● Exercise text
/---

There’s a youtube video, this is a screenshot from the video, I think it’s supposed to be a parody, but I think the more apt term for this is a documentary - it exactly captures the hellish world you get into, where you have to talk to about 14 different systems to get the state to compute the view that you’re trying to compute. And our goal is to make a lot of this a lot saner.
Like there’s so many of these microservices that are morally speaking - for the database audience - are just computing and keeping up to date materialized views. Not every microservice - there are certainly microservices that are doing transactional things - but many microservices are just computing materialized views over changing streams of data.
And the problem is that existing databases aren’t really architected for efficiently maintaining materialized views over rapidly changing data. And that’s exactly what Materialize is really about. It’s a database that’s just purely optimized for view maintenance. And I think this is something new - with like appropriate caveats for... When giving database talks, everything was already invented by somebody in the 80s, etc. etc. But commercially speaking, this is novel.

\---

● Instruction 1
Format the records from the line containing "</instance>" up to and including the last line of the records as a numbered list, leaving out any blank lines.
The text and the records come from unrelated sources.

● Records to process
/---

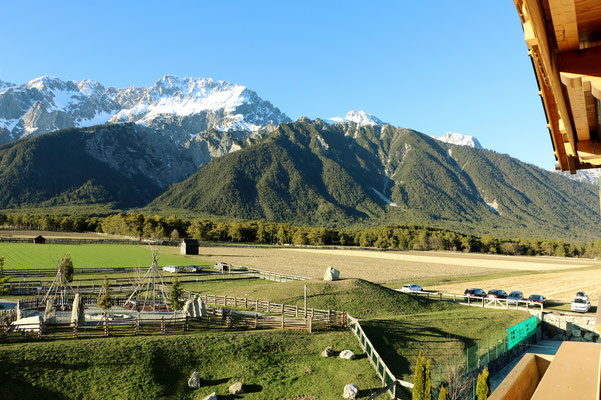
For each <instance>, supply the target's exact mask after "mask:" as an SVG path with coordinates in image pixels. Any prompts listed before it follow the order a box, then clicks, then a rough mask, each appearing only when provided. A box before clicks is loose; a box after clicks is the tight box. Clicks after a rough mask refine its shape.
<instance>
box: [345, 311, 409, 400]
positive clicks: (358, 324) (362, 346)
mask: <svg viewBox="0 0 601 400" xmlns="http://www.w3.org/2000/svg"><path fill="white" fill-rule="evenodd" d="M347 318H348V328H349V329H350V330H351V332H353V333H354V334H355V336H356V337H357V340H359V344H360V345H361V348H362V349H363V351H365V354H367V358H368V360H369V362H370V363H371V365H372V366H373V367H374V368H375V370H376V373H377V374H378V377H379V378H380V380H381V381H382V386H383V387H389V389H388V390H387V392H388V394H389V395H390V397H391V398H393V399H395V398H396V396H397V384H399V385H401V386H404V387H407V388H413V384H412V383H409V382H405V381H402V380H400V379H397V378H396V377H395V376H394V374H393V373H392V372H391V371H390V368H388V367H387V366H386V364H385V363H384V360H382V357H380V354H379V353H378V351H377V350H376V348H375V347H374V345H373V344H372V343H371V341H370V340H369V338H368V337H367V335H366V334H365V331H363V328H362V327H361V324H360V323H359V320H357V319H356V318H354V317H351V316H350V315H347Z"/></svg>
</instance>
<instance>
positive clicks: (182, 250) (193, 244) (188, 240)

\---

● Instruction 2
Answer these questions about the Materialize talk excerpt:
(a) About how many different systems does the speaker say you have to talk to in order to compute a view?
(b) What does the speaker say Materialize is purely optimized for?
(c) In what decade does the speaker say everything was already invented, according to database talks?

● Your response 1
1. </instance>
2. <instance>
3. positive clicks: (182, 250) (193, 244) (188, 240)

● Your response 2
(a) About 14.
(b) View maintenance.
(c) The 80s.